_What you have to do_. Give the material again in full, matching it exactly.

___ Exercise materials ___

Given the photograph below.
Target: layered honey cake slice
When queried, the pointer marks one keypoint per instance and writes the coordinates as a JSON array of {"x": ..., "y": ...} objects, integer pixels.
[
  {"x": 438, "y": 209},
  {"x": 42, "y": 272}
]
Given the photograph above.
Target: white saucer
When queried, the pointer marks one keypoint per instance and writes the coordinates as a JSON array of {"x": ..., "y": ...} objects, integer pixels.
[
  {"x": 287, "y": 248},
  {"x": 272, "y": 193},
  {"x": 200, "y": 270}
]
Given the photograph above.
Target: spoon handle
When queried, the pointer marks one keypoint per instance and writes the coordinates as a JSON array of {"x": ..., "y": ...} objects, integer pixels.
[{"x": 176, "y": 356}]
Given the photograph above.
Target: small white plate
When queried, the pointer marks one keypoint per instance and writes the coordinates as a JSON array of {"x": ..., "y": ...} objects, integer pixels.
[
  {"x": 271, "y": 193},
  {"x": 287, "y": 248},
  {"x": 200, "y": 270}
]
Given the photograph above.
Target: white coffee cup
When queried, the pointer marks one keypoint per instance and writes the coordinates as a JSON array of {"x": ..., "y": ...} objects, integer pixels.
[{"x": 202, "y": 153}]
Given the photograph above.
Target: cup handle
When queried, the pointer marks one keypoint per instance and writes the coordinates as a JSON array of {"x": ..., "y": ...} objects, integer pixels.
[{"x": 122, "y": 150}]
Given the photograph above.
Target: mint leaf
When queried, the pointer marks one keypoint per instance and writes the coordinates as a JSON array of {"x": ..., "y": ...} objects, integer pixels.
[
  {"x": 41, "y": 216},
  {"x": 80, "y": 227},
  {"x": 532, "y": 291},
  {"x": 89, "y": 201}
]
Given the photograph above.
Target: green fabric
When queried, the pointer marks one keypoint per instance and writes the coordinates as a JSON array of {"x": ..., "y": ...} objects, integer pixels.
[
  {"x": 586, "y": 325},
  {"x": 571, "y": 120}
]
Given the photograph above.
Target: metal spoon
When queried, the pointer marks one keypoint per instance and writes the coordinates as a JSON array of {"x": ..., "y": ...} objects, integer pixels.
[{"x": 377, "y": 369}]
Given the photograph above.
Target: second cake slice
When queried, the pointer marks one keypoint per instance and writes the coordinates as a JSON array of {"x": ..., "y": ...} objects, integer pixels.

___

_Expected output_.
Given the photograph below.
Target: layered honey cake slice
When queried, the pointer marks one keypoint per instance and writes the coordinates as a JSON array of {"x": ..., "y": ...} objects, integer pixels.
[
  {"x": 438, "y": 209},
  {"x": 42, "y": 272}
]
Given the photograph above.
Target: white saucer
When queried, the pointer marks one keypoint per instance and writes the coordinates as a JSON array of {"x": ..., "y": ...} objects, integer pixels.
[
  {"x": 287, "y": 248},
  {"x": 272, "y": 193},
  {"x": 200, "y": 270}
]
Given the photograph above.
Target: spoon handle
When queried, the pointer marks one keypoint per instance and writes the coordinates as a JSON array of {"x": ..., "y": ...} objects, integer pixels.
[{"x": 176, "y": 356}]
Given the photograph above.
Target: small white plate
When queried, the pointer marks one keypoint per instance and writes the coordinates as a JSON array of {"x": ..., "y": ...} objects, integer pixels.
[
  {"x": 271, "y": 193},
  {"x": 287, "y": 248},
  {"x": 200, "y": 270}
]
Given the photograph above.
Target: white coffee cup
When queried, the pointer marks one keypoint per instance and writes the coordinates as a JSON array of {"x": ..., "y": ...} objects, integer pixels.
[{"x": 202, "y": 153}]
Given the photograph above.
Target: cup handle
When queried, the pointer marks one keypoint per instance and writes the coordinates as a JSON array of {"x": ..., "y": ...} objects, integer pixels.
[{"x": 122, "y": 150}]
Given the photograph above.
Target: mint leaf
When queried, the pointer marks one keypoint per instance and writes the coordinates as a JSON array of {"x": ..., "y": ...} objects, integer pixels.
[
  {"x": 41, "y": 216},
  {"x": 80, "y": 227},
  {"x": 532, "y": 291},
  {"x": 89, "y": 201}
]
Given the photograph above.
Target: green fabric
When queried, the pointer marks one keypoint per instance and writes the coordinates as a JSON array of {"x": ..., "y": ...} objects, integer pixels.
[
  {"x": 586, "y": 325},
  {"x": 571, "y": 120}
]
Given the photograph above.
Target: metal spoon
When queried, the pointer marks one keypoint per instance and writes the coordinates as a JSON array of {"x": ..., "y": ...} objects, integer pixels.
[{"x": 377, "y": 369}]
Given the photograph above.
Target: second cake slice
When queried, the pointer marks one keypoint per instance and writes the coordinates as a JSON array of {"x": ..., "y": ...} objects, integer pixels.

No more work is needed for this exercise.